[Passage provided]:
[Begin]

[PATCH] pxamci: close a serious race

linux-arm-kernel.lists.infradead.org archive mirror
 help / color / mirror / Atom feed

* [PATCH] pxamci: close a serious race
       [not found]         ` <4A4DA584.7080402@gmail.com>
@ 2010-02-18  4:54           ` Vernon Sauder
  2010-02-19 12:27             ` Eric Miao
  0 siblings, 1 reply; 3+ messages in thread
From: Vernon Sauder @ 2010-02-18  4:54 UTC (permalink / raw)
  To: linux-arm-kernel

Eric Miao wrote, On 07/03/2009 02:30 AM:
> Matt Reimer wrote:
>> On Tue, Jun 16, 2009 at 7:03 AM, Eric Miao <eric.y.miao@gmail.com> wrote:
>>
>>> Aric D. Blumer wrote:
>>>> Eric Miao wrote:
>>>>
>>>>>> Matt Reimer wrote:
>>>>>>
>>>>>>>> Close a race condition that could result in the last 32 bytes not
>>>>>>>> being transferred:
>>>>>>>>
>>>>>>>> . . .
>>>>>> Mmm... sounds reasonable (though I didn't observe this on PXA320 yet).
>>>>>>
>>>>>>>> Fix this by not calling pxamci_data_done() until the DMA channel
>>> stops.
>>>>>> The patch - however - I'm not sure if DATA_TRAN_DONE happens only for
>>>>>> READ (sounds like a WRITE will also trigger DATA_TRAN_DONE?)

[End]

[Rows]:
[Begin]

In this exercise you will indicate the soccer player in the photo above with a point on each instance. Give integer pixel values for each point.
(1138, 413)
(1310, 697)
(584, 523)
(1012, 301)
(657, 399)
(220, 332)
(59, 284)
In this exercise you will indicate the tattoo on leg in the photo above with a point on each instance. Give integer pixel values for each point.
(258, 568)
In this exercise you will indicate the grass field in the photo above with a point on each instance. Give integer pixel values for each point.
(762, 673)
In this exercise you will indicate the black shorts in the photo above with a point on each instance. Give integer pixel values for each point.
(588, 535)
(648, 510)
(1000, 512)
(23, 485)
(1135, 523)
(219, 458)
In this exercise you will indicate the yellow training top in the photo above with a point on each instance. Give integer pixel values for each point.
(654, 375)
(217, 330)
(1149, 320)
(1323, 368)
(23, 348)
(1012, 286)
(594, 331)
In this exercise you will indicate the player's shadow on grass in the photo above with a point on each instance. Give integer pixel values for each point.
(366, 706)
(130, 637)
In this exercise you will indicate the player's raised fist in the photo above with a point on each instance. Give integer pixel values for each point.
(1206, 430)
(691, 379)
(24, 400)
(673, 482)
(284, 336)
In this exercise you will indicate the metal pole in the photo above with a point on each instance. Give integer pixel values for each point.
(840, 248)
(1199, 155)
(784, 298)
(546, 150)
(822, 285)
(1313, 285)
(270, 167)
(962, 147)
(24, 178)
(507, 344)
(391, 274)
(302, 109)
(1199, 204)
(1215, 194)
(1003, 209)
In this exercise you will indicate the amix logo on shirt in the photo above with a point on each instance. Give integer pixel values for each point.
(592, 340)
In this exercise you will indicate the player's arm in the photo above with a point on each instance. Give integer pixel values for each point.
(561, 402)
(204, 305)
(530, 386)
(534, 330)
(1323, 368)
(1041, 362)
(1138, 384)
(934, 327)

[End]

[To be done]:
• A. Say whether each statement agrees with the pxamci race thread, answering yes or no and quoting the deciding words: (i) the race could keep the last 32 bytes from being transferred; (ii) Eric Miao had already seen the problem on PXA320; (iii) the fix waits until the DMA channel stops before calling pxamci_data_done().
• B. Continue the pxamci race thread from its final line.
The rows are separate material from the pxamci race thread.

[Outputs for the tasks]:
• A.
(i) Yes: "Close a race condition that could result in the last 32 bytes not"
(ii) No: "though I didn't observe this on PXA320 yet"
(iii) Yes: "Fix this by not calling pxamci_data_done() until the DMA channel"

• B.
>>>>>>
>>>> You are correct; it does happen for writes too.  Looks like we need to
>>>> take that into account somehow, because we're probably introducing a
>>>> race with writes now:  The DMA finishes and turns off the SD clock
>>>> possibly before the transaction occurs across the SD bus.  It's not
>>>> clear to me from the documentation if the MMC controller will finish
>>>> the transaction before turning off the clock.  Either way, the code
>>>> should be cleaner to guarantee that it doesn't.
>>>>
>>> A quick solution would be waiting for DMA to stop in pxamci_data_done()
>>> if it's a read - though not clean enough as using STOPIRQEN.
>>>
>>>
>> How about the attached patch? I've been running a test reading and writing a
>> 79M file for over an hour without a failure. I'll let it run a while and
>> report back if there are any problems.
>>
>> Matt
>>
> 
> Hi Matt,
> 
> Sorry for the long long latency. This patch doesn't apply to the latest
> tree however - could you take a look and make this refreshed?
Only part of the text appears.